PROBLEM A »
Reproduce the "First Things First" passage word for word, in full.

TEXT EXCERPT »
* Begin *

First Things First

Putting our priorities in order

First Things First

If God is not your first love, the first One to meet your deepest longings for love, security and purpose, this will eventually become obvious in your attitude, decisions, and actions. If you are seeking love, acceptance, and significance from people, places, your work or even what you do for the Lord, these people and things will always fall short and ultimately you will end up being disappointed and empty.

People, family, and friends can bless us, but no human being is qualified to meet our deepest needs or can live up to that role; only God’s love that can satisfy our deepest longings.

Let’s look at what the apostle John said about God’s first love.

7 Beloved, let us [unselfishly] love and seek the best for one another, for love is from God; and everyone who loves [others] is born of God and knows God [through personal experience]. 

8 The one who does not love has not become acquainted with God [does not and never did know Him], for God is love. [He is the originator of love, and it is an enduring attribute of His nature.] 

9 By this the love of God was displayed in us, in that God has sent His [One and] only begotten Son [the One who is truly unique, the only One of His kind] into the world so that we might live through Him. 

10 In this is love, not that we loved God, but that He loved us and sent His Son to be the propitiation [that is, the atoning sacrifice, and the satisfying offering] for our sins [fulfilling God’s requirement for justice against sin and placating His wrath]. 

11 Beloved, if God so loved us [in this incredible way], we also ought to love one another.

12 No one has seen God at any time. But if we love one another [with unselfish concern], God abides in us, and His love [the love that is His essence abides in us and] is completed and perfected in us (1 John 4:7-12 AMP).

* End *

PROBLEM B »
Write out the entries below again, from the line containing "Note: one point per instance of the speckled" through the end of the entries, both included, keeping every request line. Add 12 to each coordinate in the answers.

DATA SECTION »

* Begin *

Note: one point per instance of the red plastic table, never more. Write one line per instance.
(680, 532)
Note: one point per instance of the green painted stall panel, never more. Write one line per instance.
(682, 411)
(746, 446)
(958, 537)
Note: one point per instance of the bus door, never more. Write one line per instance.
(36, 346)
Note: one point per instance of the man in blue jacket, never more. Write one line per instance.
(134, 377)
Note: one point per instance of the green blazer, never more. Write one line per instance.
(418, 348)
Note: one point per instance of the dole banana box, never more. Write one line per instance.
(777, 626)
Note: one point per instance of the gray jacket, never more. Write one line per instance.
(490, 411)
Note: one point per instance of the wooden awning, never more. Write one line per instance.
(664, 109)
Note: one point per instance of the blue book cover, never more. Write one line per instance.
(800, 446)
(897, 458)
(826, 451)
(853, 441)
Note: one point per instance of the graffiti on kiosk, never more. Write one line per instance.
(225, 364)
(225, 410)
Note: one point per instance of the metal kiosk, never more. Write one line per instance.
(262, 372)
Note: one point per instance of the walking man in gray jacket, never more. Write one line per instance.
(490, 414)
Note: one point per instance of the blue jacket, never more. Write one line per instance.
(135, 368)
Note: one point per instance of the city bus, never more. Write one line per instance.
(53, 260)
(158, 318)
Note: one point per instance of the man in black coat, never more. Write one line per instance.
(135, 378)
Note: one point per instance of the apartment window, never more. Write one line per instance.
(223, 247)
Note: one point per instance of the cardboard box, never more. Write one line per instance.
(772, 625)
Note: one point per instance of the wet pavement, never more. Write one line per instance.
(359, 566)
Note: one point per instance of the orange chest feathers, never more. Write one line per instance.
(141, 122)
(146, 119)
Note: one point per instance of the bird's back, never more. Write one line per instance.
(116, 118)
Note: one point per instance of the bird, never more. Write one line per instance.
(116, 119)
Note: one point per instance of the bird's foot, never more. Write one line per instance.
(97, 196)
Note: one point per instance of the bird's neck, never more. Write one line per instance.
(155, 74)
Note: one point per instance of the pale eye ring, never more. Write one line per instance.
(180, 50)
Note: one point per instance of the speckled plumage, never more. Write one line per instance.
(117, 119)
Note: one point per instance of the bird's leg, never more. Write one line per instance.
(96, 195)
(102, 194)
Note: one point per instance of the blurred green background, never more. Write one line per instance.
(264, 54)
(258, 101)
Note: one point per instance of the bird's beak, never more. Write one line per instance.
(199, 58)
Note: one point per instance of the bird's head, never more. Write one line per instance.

* End *

WRITTEN REPLY A »
First Things First

Putting our priorities in order

First Things First

If God is not your first love, the first One to meet your deepest longings for love, security and purpose, this will eventually become obvious in your attitude, decisions, and actions. If you are seeking love, acceptance, and significance from people, places, your work or even what you do for the Lord, these people and things will always fall short and ultimately you will end up being disappointed and empty.

People, family, and friends can bless us, but no human being is qualified to meet our deepest needs or can live up to that role; only God’s love that can satisfy our deepest longings.

Let’s look at what the apostle John said about God’s first love.

7 Beloved, let us [unselfishly] love and seek the best for one another, for love is from God; and everyone who loves [others] is born of God and knows God [through personal experience]. 

8 The one who does not love has not become acquainted with God [does not and never did know Him], for God is love. [He is the originator of love, and it is an enduring attribute of His nature.] 

9 By this the love of God was displayed in us, in that God has sent His [One and] only begotten Son [the One who is truly unique, the only One of His kind] into the world so that we might live through Him. 

10 In this is love, not that we loved God, but that He loved us and sent His Son to be the propitiation [that is, the atoning sacrifice, and the satisfying offering] for our sins [fulfilling God’s requirement for justice against sin and placating His wrath]. 

11 Beloved, if God so loved us [in this incredible way], we also ought to love one another.

12 No one has seen God at any time. But if we love one another [with unselfish concern], God abides in us, and His love [the love that is His essence abides in us and] is completed and perfected in us (1 John 4:7-12 AMP).

WRITTEN REPLY B »
Note: one point per instance of the speckled plumage, never more. Write one line per instance.
(129, 131)
Note: one point per instance of the bird's leg, never more. Write one line per instance.
(108, 207)
(114, 206)
Note: one point per instance of the blurred green background, never more. Write one line per instance.
(276, 66)
(270, 113)
Note: one point per instance of the bird's beak, never more. Write one line per instance.
(211, 70)
Note: one point per instance of the bird's head, never more. Write one line per instance.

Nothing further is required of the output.